# Культурный раздел > Кино и Видео >  Угадай актера и фильм!

## Stych

Давайте сыграем в такую игру) Вывешиваем кадр из фильма. И угадываем имя актера и название фильма.) На первый раз попроще) Ну пробуем!)

[Скрытая ссылка. Необходима регистрация. ]

----------


## Akasey

Стэтхем - Адреналин 2

----------


## MOHAPX

[Скрытая ссылка. Необходима регистрация. ]

----------


## Stych

Вин Дизель - Форсаж 4

----------


## MOHAPX

[Скрытая ссылка. Необходима регистрация. ]

----------


## Akasey

Тарас Бульба, вроде Остап Ступка

----------


## MOHAPX

> Тарас Бульба, вроде Остап Ступка


не Остап, а Богдан, но фамилия правильная ответ засчитан.

**Исходные данные**
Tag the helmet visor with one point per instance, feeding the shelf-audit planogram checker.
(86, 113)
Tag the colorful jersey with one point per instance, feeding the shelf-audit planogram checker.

**Задание 1**
Ответьте по ветке форума об угадывании актеров и фильмов:
(а) Какого актера и какой фильм назвал Akasey в первом ответе?
(б) Какой ответ написал Stych?
(в) Какое имя актера, по словам MOHAPX, правильное вместо «Остап»?
**Задание 2**
Выведите фрагмент ветки форума об угадывании актеров и фильмов между словами «# Культурный раздел» и «попроще) Ну пробуем!)» включительно.
**Задание 3**
Продолжите ветку форума об угадывании актеров и фильмов с того места, где она заканчивается.

**Ответ на задание 1**
(а) Стэтхем, «Адреналин 2».
(б) Вин Дизель, «Форсаж 4».
(в) Богдан.

**Ответ на задание 2**
# Культурный раздел > Кино и Видео >  Угадай актера и фильм!

## Stych

Давайте сыграем в такую игру) Вывешиваем кадр из фильма. И угадываем имя актера и название фильма.) На первый раз попроще) Ну пробуем!)

**Ответ на задание 3**
Вот посложней
[Скрытая ссылка. Необходима регистрация. ]

----------


## Пацаваца

Может быть кадр из "Банды Нью-Йорка"?

----------


## Stych

Дэниэл Дэй-Льюис вроде.

----------


## MOHAPX

Правильно, каждому по пол балла.

[Скрытая ссылка. Необходима регистрация. ]

----------


## Пацаваца

[Скрытая ссылка. Необходима регистрация. ]

----------


## Stych

Дикий, дикий Запад 
Уилл Смит
Кевин Клайн
Сальма Хайек

----------


## MOHAPX

Даешь молодежь.
М. Башкатов и А. Бурковский

Правильно!

----------


## Sanych

> Правильно, каждому по пол балла.
> 
> [Скрытая ссылка. Необходима регистрация. ]


Без ответа остался.
Валентин Гафт "12"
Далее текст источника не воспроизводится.